*Given passage:*

* start *

Once I realized that I had some lapses in logic in my posts under the mirrored name, I posted the corrected logic under my unmirrored name, on the unblocked IP address, thus my last post was appeared on the site immediately (before the ones in queue).

Some of your reply apparently does not reflect the corrections in logic I made in my last post, i.e. appears you may be replying to the post I made under the mirrored name without acknowledging that I already corrected the logical error you are pointing out.

For example, I think maybe (not sure) you missed the point I was making about Liskov Substitution Principle. First of all, in addition to method parameter and return types, there are several more requirements (click here). Thus, LSP requires that every subtype has fewer possible states than its supertype, and this is exactly what gives rise to the requirements on methods. This will become more clear if you study this link (click here), which illustrates that LSP really applies to the set of possible states.

Thus I was pointing out that Nothing is a subtype of every possible class, thus it has more possibilities than any supertype, except Any. Thus my first post asserted that it violated LSP if assigned in a covariant position (and actually that is still true, if the assigned not as a type parameter and if assigned as instance, but this can never occur). But then in my last point, I made the point that if Nothing can never be created as instance (as you say a "blank"), then LSP does not apply in that respect, because Nothing is never the type of a method parameter, nor an assignable return value. We thus see Nothing only ever applies for type parameters or return type that is never assigned. Thus the problem of Nothing is avoided. Agreed, thus there is no aliasing error because the number of instances of Nothing created is exactly 0, which is what I explained in my last post.

Disagree, None should not equal None, because if I have two Option[T] references for different T, both of which point at a None, then they should not report they are equal.

My point about Iry's article was not that Nothing is unnecessary in every use case, only to state that if List#head returns Option[T] then we have to unbox it with "match-case" to get at the T value. Thus whether None is an Option[Nothing] or None[T] is arbitrary design choice. Either way, we have to do a match-case and handle the possibility of an empty List.

List may or may not return an Option[T] (I haven't checked), yet if not, I can code a Scala library where List#head returns an Option[T]. We are not forced to use the standard library. We are free to explore all possibilities and choose. It helps to make the standard library better, if we question everything, and accept only what passes our best analysis. I think Linus Torvalds stated, as paraphrased by Eric Raymond, "Given enough eyeballs, all suboptimal things ('bugs') are shallow". I have not yet formed a final opinion, discussion is part of discovery and analysis.

* end *

*Dataset section:*
* start *

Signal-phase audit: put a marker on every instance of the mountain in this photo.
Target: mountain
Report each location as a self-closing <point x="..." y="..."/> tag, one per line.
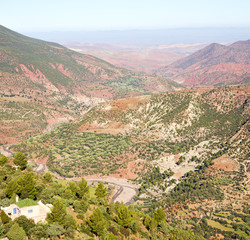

* end *

*Goal:* Repeat, word for word, the part of the forum post on Scala's Nothing type that begins with the words containing "Some of your" and ends with "are pointing out.".

*Reply to the task:*
Some of your reply apparently does not reflect the corrections in logic I made in my last post, i.e. appears you may be replying to the post I made under the mirrored name without acknowledging that I already corrected the logical error you are pointing out.